Exercise details:
Rewrite all the records below as a JSON list of strings, with each line as its own string and blank lines omitted.

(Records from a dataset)
★ ★ ★ ★ ★

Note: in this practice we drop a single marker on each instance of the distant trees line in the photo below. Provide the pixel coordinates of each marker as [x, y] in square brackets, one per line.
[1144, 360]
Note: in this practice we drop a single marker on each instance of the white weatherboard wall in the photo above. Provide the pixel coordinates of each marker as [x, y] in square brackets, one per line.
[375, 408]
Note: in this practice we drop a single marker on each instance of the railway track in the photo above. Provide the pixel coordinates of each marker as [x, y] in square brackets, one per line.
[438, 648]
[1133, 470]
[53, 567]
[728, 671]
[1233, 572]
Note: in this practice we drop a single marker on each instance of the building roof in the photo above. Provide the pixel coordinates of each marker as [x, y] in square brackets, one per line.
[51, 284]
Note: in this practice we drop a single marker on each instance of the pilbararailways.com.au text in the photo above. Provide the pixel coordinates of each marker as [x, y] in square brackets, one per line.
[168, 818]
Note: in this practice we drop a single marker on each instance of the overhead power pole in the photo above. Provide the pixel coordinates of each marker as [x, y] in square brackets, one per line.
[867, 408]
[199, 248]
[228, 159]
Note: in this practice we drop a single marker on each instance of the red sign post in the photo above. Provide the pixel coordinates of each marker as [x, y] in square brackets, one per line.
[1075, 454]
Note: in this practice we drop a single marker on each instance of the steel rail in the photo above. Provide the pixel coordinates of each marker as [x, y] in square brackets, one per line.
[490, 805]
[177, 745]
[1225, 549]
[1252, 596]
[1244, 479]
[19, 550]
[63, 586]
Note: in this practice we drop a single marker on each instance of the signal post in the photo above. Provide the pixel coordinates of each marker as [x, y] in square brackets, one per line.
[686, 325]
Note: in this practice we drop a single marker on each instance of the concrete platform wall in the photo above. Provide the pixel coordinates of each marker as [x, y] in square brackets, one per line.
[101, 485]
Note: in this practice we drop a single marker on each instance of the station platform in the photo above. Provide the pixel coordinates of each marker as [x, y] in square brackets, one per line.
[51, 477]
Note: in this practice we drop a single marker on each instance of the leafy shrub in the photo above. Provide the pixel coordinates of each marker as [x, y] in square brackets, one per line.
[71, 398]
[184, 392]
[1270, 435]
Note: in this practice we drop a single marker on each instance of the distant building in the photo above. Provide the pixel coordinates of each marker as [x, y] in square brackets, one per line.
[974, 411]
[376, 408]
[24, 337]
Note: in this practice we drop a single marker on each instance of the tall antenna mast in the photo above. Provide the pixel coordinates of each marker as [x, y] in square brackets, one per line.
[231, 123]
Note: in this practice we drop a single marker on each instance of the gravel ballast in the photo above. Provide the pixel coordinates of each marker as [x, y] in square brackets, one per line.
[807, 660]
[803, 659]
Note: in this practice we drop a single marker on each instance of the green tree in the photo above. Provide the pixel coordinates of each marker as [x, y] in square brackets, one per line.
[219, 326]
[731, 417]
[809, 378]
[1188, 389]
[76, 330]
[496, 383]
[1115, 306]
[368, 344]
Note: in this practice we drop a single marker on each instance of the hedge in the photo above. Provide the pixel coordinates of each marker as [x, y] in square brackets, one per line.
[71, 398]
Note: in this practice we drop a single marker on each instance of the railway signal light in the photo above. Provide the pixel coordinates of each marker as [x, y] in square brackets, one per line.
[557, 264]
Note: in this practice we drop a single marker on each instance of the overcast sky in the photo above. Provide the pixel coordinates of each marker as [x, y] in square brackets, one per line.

★ ★ ★ ★ ★

Solution for this task:
[
  "Note: in this practice we drop a single marker on each instance of the distant trees line in the photo below. Provide the pixel coordinates of each marker as [x, y] in square brackets, one per line.",
  "[1144, 360]",
  "Note: in this practice we drop a single marker on each instance of the white weatherboard wall in the photo above. Provide the pixel coordinates of each marker as [x, y] in square brackets, one per line.",
  "[375, 408]",
  "Note: in this practice we drop a single marker on each instance of the railway track in the photo above. Provide the pixel coordinates of each marker as [x, y] in square brackets, one per line.",
  "[438, 648]",
  "[1133, 470]",
  "[53, 567]",
  "[728, 671]",
  "[1233, 572]",
  "Note: in this practice we drop a single marker on each instance of the building roof in the photo above. Provide the pixel coordinates of each marker as [x, y] in square brackets, one per line.",
  "[51, 284]",
  "Note: in this practice we drop a single marker on each instance of the pilbararailways.com.au text in the photo above. Provide the pixel coordinates of each marker as [x, y] in square brackets, one per line.",
  "[168, 818]",
  "Note: in this practice we drop a single marker on each instance of the overhead power pole in the photo above. Provide the pixel coordinates of each marker as [x, y] in square brackets, one per line.",
  "[867, 408]",
  "[199, 248]",
  "[228, 159]",
  "Note: in this practice we drop a single marker on each instance of the red sign post in the photo above. Provide the pixel coordinates of each marker as [x, y] in square brackets, one per line.",
  "[1075, 454]",
  "Note: in this practice we drop a single marker on each instance of the steel rail in the photo above. Provide the pixel coordinates of each marker as [x, y] in square brackets, one per line.",
  "[490, 805]",
  "[177, 745]",
  "[1225, 549]",
  "[1252, 596]",
  "[1244, 479]",
  "[19, 550]",
  "[63, 586]",
  "Note: in this practice we drop a single marker on each instance of the signal post in the photo above. Provide the pixel coordinates of each marker as [x, y] in square brackets, one per line.",
  "[686, 325]",
  "Note: in this practice we drop a single marker on each instance of the concrete platform wall in the photo above. Provide the pixel coordinates of each marker as [x, y] in square brackets, one per line.",
  "[101, 485]",
  "Note: in this practice we drop a single marker on each instance of the station platform in the photo above. Provide the pixel coordinates of each marker as [x, y] in square brackets, one per line.",
  "[51, 477]",
  "Note: in this practice we drop a single marker on each instance of the leafy shrub in the photo above. Provide the pixel coordinates of each marker as [x, y] in square brackets, one per line.",
  "[71, 398]",
  "[184, 392]",
  "[1270, 435]",
  "Note: in this practice we drop a single marker on each instance of the distant building in the photo above. Provide the pixel coordinates of each marker as [x, y] in square brackets, one per line.",
  "[974, 411]",
  "[376, 408]",
  "[24, 337]",
  "Note: in this practice we drop a single marker on each instance of the tall antenna mast in the photo above. Provide the pixel coordinates of each marker as [x, y] in square brackets, one per line.",
  "[231, 123]",
  "Note: in this practice we drop a single marker on each instance of the gravel ballast in the photo above. Provide the pixel coordinates of each marker as [x, y] in square brackets, one per line.",
  "[807, 660]",
  "[803, 659]",
  "Note: in this practice we drop a single marker on each instance of the green tree in the photo above. Provide the pixel coordinates of each marker as [x, y] in square brackets, one per line.",
  "[219, 326]",
  "[731, 417]",
  "[809, 378]",
  "[1188, 389]",
  "[76, 330]",
  "[496, 383]",
  "[1115, 306]",
  "[368, 344]",
  "Note: in this practice we drop a single marker on each instance of the hedge in the photo above. Provide the pixel coordinates of each marker as [x, y] in square brackets, one per line.",
  "[71, 398]",
  "Note: in this practice we drop a single marker on each instance of the railway signal light in the photo above. Provide the pixel coordinates of each marker as [x, y] in square brackets, one per line.",
  "[557, 264]",
  "Note: in this practice we drop a single marker on each instance of the overcast sky in the photo above. Provide the pixel coordinates of each marker as [x, y] in square brackets, one per line."
]